Written exercise:
Continue the worked solution that simplifies the rational expression, writing the part that comes after its last sentence.

Simplify \(\frac{4x^2 - 16x}{x^2 - 16}\).
Understand the Problem
The question asks us to simplify the rational expression (\frac{4x^2 - 16x}{x^2 - 16}). To do this, we will factor both the numerator and the denominator and then cancel any common factors.
Answer
$\frac{4x}{x + 4}$
Answer for screen readers
$\frac{4x}{x + 4}$
Steps to Solve
- Factor the numerator
Factor out the greatest common factor, which is $4x$, from the numerator $4x^2 - 16x$: $$4x^2 - 16x = 4x(x - 4)$$
- Factor the denominator
Recognize that the denominator $x^2 - 16$ is a difference of squares: $$x^2 - 16 = (x - 4)(x + 4)$$
- Rewrite the rational expression
Substitute the factored forms of the numerator and the denominator into the original expression: $$\frac{4x^2 - 16x}{x^2 - 16} = \frac{4x(x - 4)}{(x - 4)(x + 4)}$$
- Cancel the common factors
Cancel the common factor of $(x - 4)$ from the numerator and the denominator: $$\frac{4x(x - 4)}{(x - 4)(x + 4)} = \frac{4x}{x + 4}$$
$\frac{4x}{x + 4}$
More Information
The original expression simplifies to $\frac{4x}{x + 4}$, where $x$ cannot be $4$ or $-4$, because that would make the denominator of the original expression equal to zero.

Material provided:
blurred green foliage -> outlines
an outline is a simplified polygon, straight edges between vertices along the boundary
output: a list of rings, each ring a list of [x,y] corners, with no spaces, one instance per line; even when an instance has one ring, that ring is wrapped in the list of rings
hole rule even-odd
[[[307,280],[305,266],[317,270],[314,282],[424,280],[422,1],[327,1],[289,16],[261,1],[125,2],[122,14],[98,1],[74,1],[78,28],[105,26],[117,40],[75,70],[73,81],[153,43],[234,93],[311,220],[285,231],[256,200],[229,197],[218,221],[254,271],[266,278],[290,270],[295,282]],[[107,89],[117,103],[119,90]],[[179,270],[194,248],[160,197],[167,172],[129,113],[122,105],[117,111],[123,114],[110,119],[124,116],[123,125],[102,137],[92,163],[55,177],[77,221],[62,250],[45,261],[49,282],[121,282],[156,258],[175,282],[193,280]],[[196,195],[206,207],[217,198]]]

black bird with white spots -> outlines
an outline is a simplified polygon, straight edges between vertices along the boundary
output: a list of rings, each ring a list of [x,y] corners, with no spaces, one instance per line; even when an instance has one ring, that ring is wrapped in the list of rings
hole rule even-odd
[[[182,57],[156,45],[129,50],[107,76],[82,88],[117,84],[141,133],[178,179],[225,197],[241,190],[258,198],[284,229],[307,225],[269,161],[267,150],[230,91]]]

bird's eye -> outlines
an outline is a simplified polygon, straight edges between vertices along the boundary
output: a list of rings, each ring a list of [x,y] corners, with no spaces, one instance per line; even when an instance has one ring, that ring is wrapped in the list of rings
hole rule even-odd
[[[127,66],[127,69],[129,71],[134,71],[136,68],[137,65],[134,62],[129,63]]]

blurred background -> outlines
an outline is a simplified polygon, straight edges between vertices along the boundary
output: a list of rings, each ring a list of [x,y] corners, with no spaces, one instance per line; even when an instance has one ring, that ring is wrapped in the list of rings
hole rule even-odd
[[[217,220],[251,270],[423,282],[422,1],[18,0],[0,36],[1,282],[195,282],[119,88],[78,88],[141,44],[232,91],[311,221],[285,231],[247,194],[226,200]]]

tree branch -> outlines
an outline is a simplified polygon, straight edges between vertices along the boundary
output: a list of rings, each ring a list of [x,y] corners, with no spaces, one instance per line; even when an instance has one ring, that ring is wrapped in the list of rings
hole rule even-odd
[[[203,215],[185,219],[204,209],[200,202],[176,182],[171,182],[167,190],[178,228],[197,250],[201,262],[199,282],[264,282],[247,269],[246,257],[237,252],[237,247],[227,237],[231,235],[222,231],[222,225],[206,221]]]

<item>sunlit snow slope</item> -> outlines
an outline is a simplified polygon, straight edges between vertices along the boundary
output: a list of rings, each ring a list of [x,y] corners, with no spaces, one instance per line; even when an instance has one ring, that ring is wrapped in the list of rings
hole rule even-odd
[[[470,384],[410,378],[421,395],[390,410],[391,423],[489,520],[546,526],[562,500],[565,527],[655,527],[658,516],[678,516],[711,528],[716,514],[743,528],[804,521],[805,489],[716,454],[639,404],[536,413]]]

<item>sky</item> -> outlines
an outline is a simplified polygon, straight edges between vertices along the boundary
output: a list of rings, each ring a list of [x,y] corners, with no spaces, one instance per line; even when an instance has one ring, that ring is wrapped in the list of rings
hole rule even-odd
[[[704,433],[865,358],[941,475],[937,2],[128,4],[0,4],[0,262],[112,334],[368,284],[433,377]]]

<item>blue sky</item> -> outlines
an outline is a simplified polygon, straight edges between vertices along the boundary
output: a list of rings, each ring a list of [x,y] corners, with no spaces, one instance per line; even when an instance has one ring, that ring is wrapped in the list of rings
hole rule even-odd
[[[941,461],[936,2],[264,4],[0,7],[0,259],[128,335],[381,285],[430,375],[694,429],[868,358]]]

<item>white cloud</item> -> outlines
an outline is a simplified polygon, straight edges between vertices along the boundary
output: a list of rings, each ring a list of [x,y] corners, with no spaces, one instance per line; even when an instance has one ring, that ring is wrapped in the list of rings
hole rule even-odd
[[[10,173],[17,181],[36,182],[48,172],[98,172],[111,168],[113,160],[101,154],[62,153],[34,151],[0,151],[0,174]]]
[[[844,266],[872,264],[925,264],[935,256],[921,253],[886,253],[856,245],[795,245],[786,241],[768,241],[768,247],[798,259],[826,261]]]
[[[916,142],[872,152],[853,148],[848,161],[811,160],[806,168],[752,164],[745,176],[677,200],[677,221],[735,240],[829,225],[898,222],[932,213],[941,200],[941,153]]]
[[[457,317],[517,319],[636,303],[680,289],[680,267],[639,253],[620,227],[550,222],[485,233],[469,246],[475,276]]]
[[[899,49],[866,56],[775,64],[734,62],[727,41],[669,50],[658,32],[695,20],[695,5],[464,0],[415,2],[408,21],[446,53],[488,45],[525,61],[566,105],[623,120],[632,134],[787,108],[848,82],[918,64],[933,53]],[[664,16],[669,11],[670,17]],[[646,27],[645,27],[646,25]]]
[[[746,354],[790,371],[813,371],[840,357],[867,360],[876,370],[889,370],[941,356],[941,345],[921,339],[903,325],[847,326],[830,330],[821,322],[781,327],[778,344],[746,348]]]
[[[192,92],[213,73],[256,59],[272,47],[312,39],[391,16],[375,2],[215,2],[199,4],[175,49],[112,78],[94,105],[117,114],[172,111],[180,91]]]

Response for this exercise:
Tips
A common mistake is to try to cancel the $x$ terms in the final simplified expression $\frac{4x}{x+4}$. You cannot cancel the $x$ terms because the $x$ in the denominator is part of the sum $x+4$. You can only cancel factors, not terms. Another common mistake is not factoring completely.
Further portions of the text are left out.